WHAT IS REQUIRED: Name each person the reality-show recap below identifies as being on Kim's team or joining it.

EXTRACT TO READ:
+++

And then, TWIST, Kim shows up with her own team, composed of a bunch of chiseled ringers (including celebrity trainer Harley Pasternak) and secret weapon Jonathan Cheban. Kourtney says, “Where did she recruit these whores from?” and I start to fall in love with her a little. Kris quits Bruce’s team and joins Kim’s team. You can tell Bruce is trying to come up with an ace Richard Burton–in–Who’s Afraid of Virginia Woolf?–grade snap for this situation that somehow invokes Kris’s responsibility for their sham of a marriage but the pressure gets to him and he just sputters something about how she’s a cheater and a traitor.

And then there’s a dragon-boat race, and I know I’ve had my fun with this concept so far but let me tell you, it turns out to be worth the wait. Here’s some exclusive footage:

Back at the hotel the valet asks Bruce how he’s doing and Bruce tells the valet “We won” because the valet gives a shit. And then at dinner Leah goes to take a sip of wine and Kourtney says “Leah, what are you doing? You can’t drink” and everyone freaks out and then it turns out she’s not pregnant and everyone freaks out even more. Kris demands that she say “Bible,” which is a special word for “I swear” that the Kardashians have been trying to make happen for years. Leah says “I’ve never said ‘Bible’ in my life, but, Bible, I am not pregnant.” Bruce wonders who’ll be the next Kardashian to get knocked up; Kris says “I hope it’s Khloe,” and everybody toasts, and I raise a glass to the possibility that Khloe will develop the ability to kill people with her mind and go Carrie White on this whole family.

+++

[Stored items]
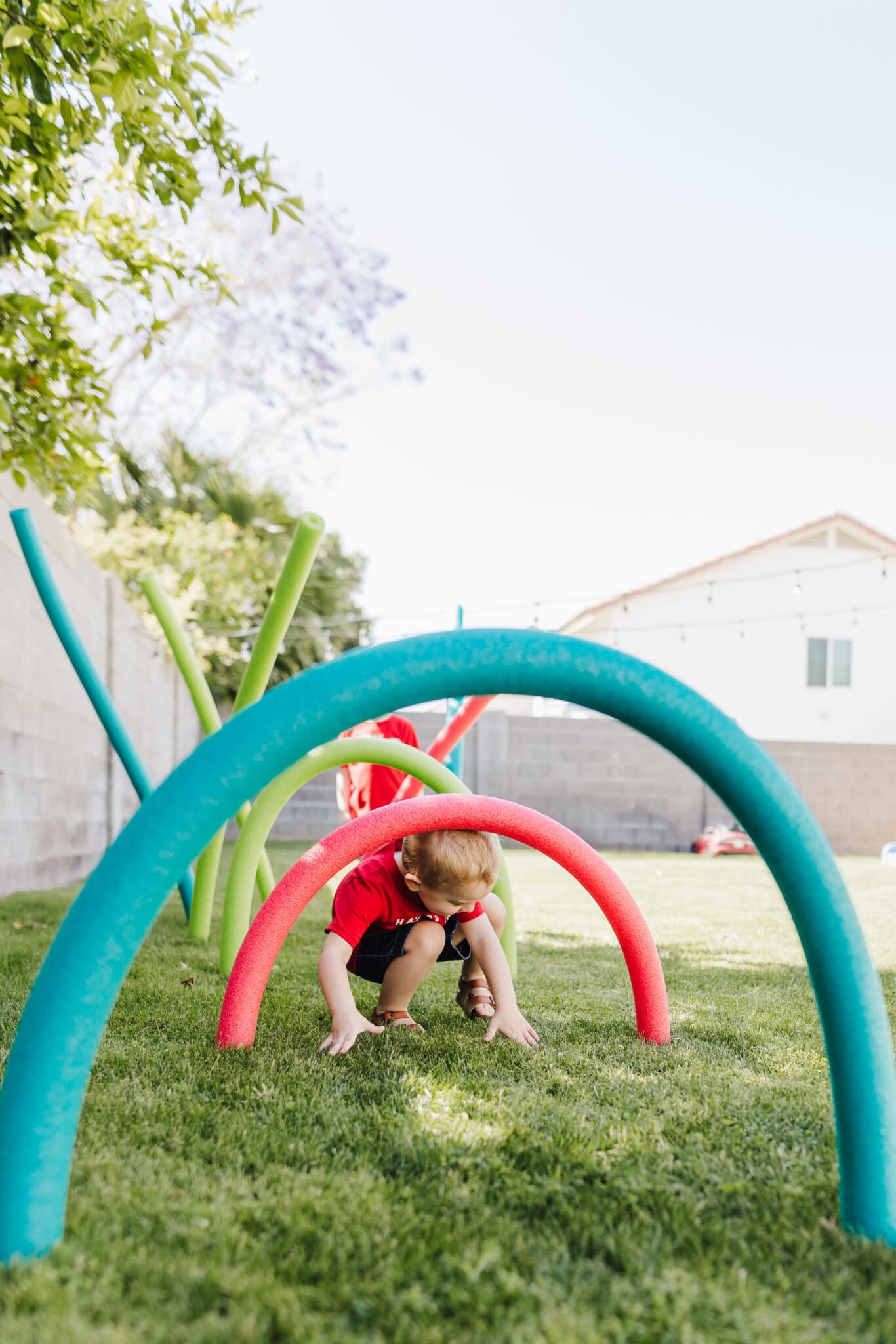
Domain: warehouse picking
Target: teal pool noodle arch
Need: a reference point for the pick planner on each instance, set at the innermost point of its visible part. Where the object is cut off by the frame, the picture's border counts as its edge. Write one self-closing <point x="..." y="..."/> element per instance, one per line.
<point x="75" y="990"/>
<point x="49" y="593"/>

+++

SOLUTION: Harley Pasternak, Jonathan Cheban, Kris